• **Problem requirements**: Retype the records below word for word and omit any image.

# # # # # # #

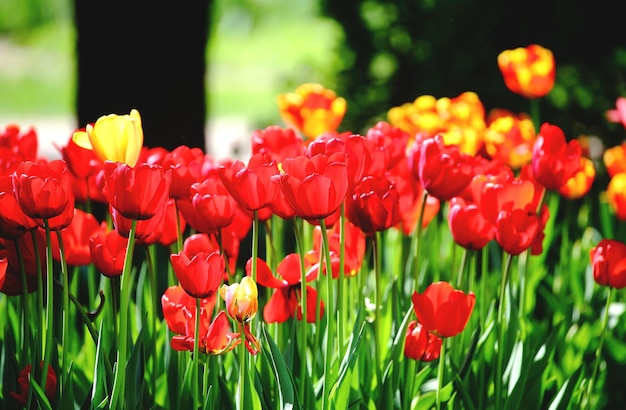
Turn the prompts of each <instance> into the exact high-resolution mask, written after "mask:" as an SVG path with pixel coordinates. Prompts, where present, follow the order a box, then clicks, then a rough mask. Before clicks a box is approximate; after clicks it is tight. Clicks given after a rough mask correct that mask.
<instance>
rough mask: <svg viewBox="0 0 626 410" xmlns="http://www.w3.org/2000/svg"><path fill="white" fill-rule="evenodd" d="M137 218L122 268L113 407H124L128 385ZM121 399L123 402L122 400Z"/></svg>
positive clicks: (131, 228)
mask: <svg viewBox="0 0 626 410" xmlns="http://www.w3.org/2000/svg"><path fill="white" fill-rule="evenodd" d="M136 231H137V220H136V219H133V221H132V223H131V226H130V233H129V235H128V246H127V248H126V258H125V259H124V268H123V270H122V286H121V289H120V294H121V295H120V311H119V316H120V328H119V337H118V350H117V363H116V365H115V375H114V379H113V391H112V392H111V404H110V407H109V408H111V409H117V408H123V407H124V405H123V403H124V390H125V387H126V360H127V354H128V315H129V312H128V309H129V302H130V288H131V287H132V284H133V283H132V278H131V276H132V267H133V252H134V251H135V232H136ZM120 400H121V402H120Z"/></svg>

# # # # # # #

• **Answer to this exercise**:
Turn the prompts of each <instance> into the exact high-resolution mask, written after "mask:" as an SVG path with pixel coordinates. Prompts, where present, follow the order a box, then clicks, then a rough mask. Before clicks a box is approximate; after clicks it is tight. Clicks given after a rough mask correct that mask.
<instance>
rough mask: <svg viewBox="0 0 626 410" xmlns="http://www.w3.org/2000/svg"><path fill="white" fill-rule="evenodd" d="M137 218L122 268L113 407H124L128 385ZM121 399L123 402L122 400Z"/></svg>
positive clicks: (131, 228)
mask: <svg viewBox="0 0 626 410" xmlns="http://www.w3.org/2000/svg"><path fill="white" fill-rule="evenodd" d="M136 231H137V220H136V219H133V221H132V223H131V226H130V233H129V235H128V246H127V248H126V258H125V259H124V268H123V270H122V286H121V289H120V294H121V295H120V311H119V316H120V328H119V337H118V350H117V363H116V365H115V375H114V379H113V391H112V392H111V404H110V407H109V408H111V409H117V408H123V407H124V405H123V403H124V390H125V387H126V360H127V354H128V315H129V312H128V309H129V302H130V288H131V287H132V284H133V283H132V278H131V276H132V267H133V252H134V251H135V232H136ZM120 400H121V402H120Z"/></svg>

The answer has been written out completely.